**TEXTE DE LA PAGE:**
====================

Les premiers les derniers

Un texte signé Sophie Schweitzer

Deux chasseurs de prime partent à la recherche d’un téléphone au contenu sensible et compromettant. En suivant le signal émis, ils atterrissent dans un bled paumé du nord de la France. Dans une atmosphère de fin du monde, à la manière d’un road movie, nous suivons la traque d’un jeune couple convaincu que la fin du monde est proche, croisons la route d’une espèce de milice locale des plus inquiétantes et découvrons la quête mystique d’un dénommé Jésus.

Quatrième long-métrage de Bouli Lanners, comédien et réalisateur belge, LES PREMIERS, LES DERNIERS embarque Albert Dupontel, Suzanne Clément, David Murgia et Aurore Broutin dans un road movie crépusculaire aux accents mystiques dont l’atmosphère n’est pas sans rappeler celle de la première saison de TRUE DETECTIVE avec deux héros borderlines qui cherchent leur chemin, et des victimes comme des bourreaux tentant de survivre à ce monde crasseux et immoral. Dans une lumière assez proche de l’excellent MANGE TES MORTS, TU NE DIRAS POINT, et toute l’ambiance lourde et presque white trash du nord de la France qu’on retrouve dans les premiers films de Bruno Dumont, LES PREMIERS LES DERNIERS oscille avec génie entre le polard, le road movie mystique et le film d’auteur.

====================

**LIGNES:**

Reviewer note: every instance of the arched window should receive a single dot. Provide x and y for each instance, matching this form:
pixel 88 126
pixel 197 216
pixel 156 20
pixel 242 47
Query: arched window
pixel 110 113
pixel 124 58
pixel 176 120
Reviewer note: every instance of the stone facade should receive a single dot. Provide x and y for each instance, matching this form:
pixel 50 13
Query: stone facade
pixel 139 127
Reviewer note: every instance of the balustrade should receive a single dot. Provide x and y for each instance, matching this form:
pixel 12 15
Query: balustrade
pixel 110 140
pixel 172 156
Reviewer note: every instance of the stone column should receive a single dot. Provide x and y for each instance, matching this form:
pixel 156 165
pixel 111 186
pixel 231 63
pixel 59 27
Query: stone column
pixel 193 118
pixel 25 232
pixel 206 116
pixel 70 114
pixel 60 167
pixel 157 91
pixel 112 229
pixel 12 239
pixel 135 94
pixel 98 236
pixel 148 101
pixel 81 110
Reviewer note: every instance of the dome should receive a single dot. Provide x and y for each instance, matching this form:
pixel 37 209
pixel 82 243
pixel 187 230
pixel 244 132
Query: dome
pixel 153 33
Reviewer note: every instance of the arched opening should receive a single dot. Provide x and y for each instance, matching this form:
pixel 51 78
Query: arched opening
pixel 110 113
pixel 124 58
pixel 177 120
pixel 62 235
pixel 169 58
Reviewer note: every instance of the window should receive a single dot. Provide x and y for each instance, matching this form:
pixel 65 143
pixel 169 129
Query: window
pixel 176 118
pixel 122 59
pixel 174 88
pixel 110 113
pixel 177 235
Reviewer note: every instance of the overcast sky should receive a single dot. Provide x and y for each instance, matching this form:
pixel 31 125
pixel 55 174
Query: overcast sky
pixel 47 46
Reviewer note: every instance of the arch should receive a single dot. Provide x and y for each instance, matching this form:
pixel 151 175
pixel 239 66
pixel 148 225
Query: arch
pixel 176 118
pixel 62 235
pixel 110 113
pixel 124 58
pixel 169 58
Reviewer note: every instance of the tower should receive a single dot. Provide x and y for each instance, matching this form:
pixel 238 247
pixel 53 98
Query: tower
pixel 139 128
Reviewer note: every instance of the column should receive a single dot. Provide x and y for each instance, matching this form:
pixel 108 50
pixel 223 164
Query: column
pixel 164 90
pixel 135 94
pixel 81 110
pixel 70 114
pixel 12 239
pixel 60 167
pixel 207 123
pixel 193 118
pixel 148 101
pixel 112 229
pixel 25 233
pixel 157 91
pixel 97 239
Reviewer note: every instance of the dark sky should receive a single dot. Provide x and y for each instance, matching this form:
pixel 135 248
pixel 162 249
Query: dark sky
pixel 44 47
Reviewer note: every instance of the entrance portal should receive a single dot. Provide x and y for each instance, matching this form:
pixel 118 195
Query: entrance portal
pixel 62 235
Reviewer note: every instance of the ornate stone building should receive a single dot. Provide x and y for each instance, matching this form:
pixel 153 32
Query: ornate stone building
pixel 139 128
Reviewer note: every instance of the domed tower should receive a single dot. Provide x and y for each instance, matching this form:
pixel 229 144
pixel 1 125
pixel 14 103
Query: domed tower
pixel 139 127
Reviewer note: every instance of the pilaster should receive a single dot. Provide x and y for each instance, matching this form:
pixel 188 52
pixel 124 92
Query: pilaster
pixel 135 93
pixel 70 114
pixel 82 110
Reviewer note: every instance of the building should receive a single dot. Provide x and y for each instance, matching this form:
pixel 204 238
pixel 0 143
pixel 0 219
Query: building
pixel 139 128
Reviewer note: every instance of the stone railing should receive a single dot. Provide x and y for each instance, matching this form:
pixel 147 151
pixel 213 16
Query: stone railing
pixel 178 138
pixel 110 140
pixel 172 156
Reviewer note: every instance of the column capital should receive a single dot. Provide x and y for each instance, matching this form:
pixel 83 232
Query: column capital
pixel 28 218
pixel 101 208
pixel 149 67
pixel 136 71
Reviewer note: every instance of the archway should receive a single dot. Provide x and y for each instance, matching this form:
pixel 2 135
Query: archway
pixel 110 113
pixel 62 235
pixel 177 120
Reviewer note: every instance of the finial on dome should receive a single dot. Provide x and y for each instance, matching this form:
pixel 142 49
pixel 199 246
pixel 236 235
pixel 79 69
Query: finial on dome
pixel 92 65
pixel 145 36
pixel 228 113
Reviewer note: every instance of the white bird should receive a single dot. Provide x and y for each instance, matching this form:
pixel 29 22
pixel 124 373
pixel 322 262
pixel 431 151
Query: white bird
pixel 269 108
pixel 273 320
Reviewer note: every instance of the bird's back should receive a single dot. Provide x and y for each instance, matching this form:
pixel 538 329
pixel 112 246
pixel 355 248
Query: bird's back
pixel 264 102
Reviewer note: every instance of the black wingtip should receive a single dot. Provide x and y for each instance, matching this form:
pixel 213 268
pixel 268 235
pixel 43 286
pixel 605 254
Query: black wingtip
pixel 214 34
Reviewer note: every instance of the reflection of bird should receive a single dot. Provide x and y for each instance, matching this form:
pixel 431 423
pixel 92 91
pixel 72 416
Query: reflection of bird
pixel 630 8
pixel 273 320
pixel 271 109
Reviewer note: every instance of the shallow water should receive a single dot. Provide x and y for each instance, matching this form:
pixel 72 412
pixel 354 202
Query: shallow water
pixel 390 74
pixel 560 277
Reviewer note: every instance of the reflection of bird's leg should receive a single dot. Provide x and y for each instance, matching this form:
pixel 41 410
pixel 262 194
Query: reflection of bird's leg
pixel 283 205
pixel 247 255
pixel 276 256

====================

**TRAVAIL DEMANDÉ:**
1) D'après la critique, dans quel type de lieu atterrissent les deux chasseurs de prime en suivant le signal ?
2) Recopiez mot pour mot le passage de la critique qui va de "Quatrième long-métrage de" à "le film d’auteur.".
Les lignes forment un ensemble distinct de la critique.

**LES RÉPONSES:**
1) Dans un bled paumé du nord de la France.

2)
Quatrième long-métrage de Bouli Lanners, comédien et réalisateur belge, LES PREMIERS, LES DERNIERS embarque Albert Dupontel, Suzanne Clément, David Murgia et Aurore Broutin dans un road movie crépusculaire aux accents mystiques dont l’atmosphère n’est pas sans rappeler celle de la première saison de TRUE DETECTIVE avec deux héros borderlines qui cherchent leur chemin, et des victimes comme des bourreaux tentant de survivre à ce monde crasseux et immoral. Dans une lumière assez proche de l’excellent MANGE TES MORTS, TU NE DIRAS POINT, et toute l’ambiance lourde et presque white trash du nord de la France qu’on retrouve dans les premiers films de Bruno Dumont, LES PREMIERS LES DERNIERS oscille avec génie entre le polard, le road movie mystique et le film d’auteur.